_PROMPT_
Every line of the records below that holds the word "image" should be copied out.

Start of DATA

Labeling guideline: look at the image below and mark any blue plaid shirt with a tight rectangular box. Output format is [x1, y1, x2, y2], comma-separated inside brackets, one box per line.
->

End of DATA
Start of DATA

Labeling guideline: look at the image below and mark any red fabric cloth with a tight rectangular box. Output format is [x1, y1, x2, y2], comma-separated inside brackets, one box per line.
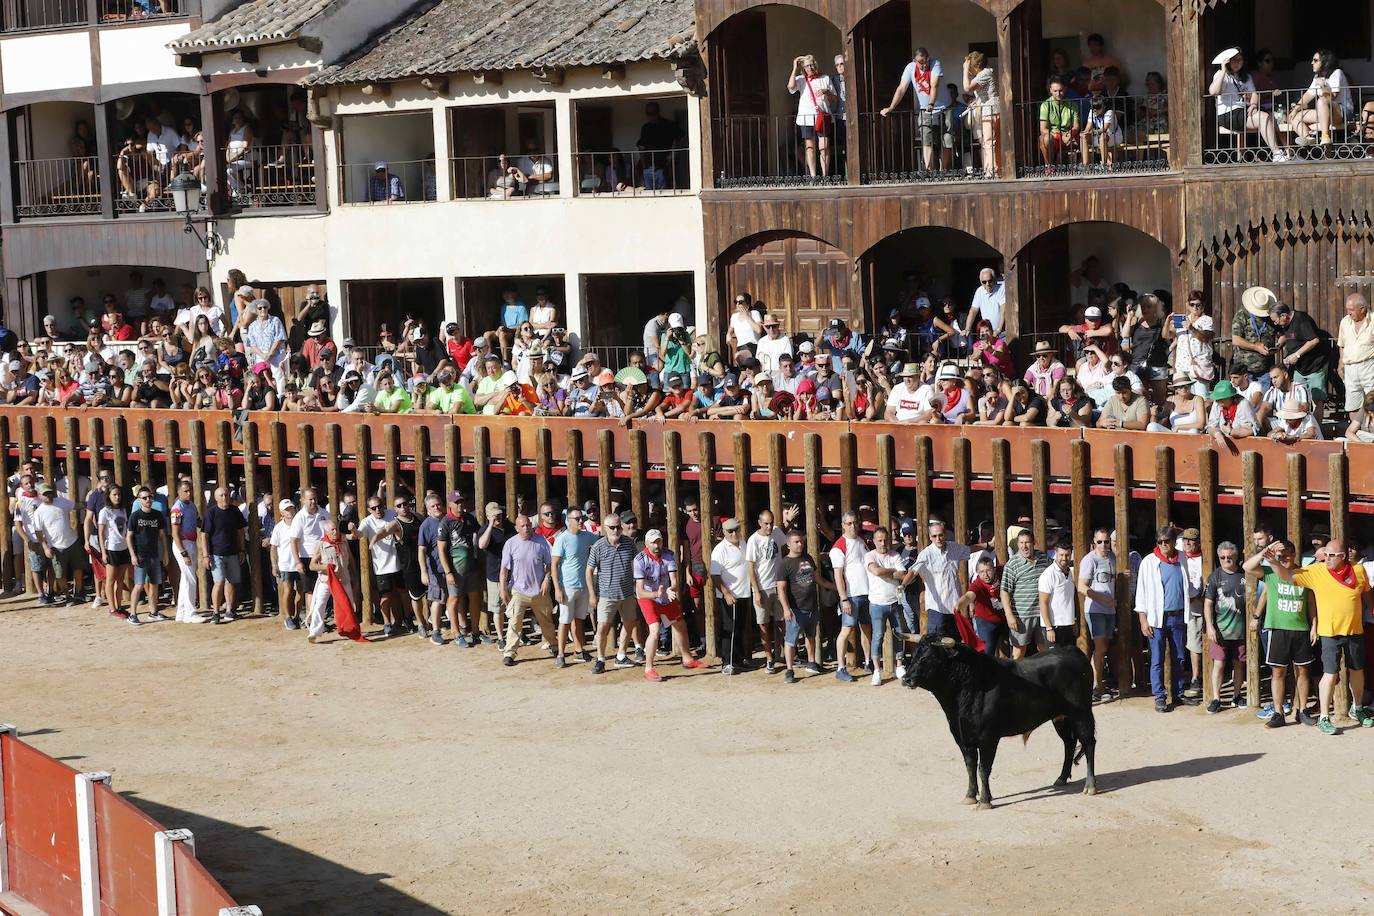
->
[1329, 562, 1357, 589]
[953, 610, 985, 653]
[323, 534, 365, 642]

End of DATA

_RESULT_
Labeling guideline: look at the image below and mark any blue plaid shirt with a tight rectangular box. Output format is [x1, y1, x2, y2], comma-separated inside brackets, one box per line.
Labeling guideline: look at the image below and mark any red fabric cloth with a tight rectangular box. Output format is [x1, y1, x2, y2], comma-separated inside brackets, one box per line.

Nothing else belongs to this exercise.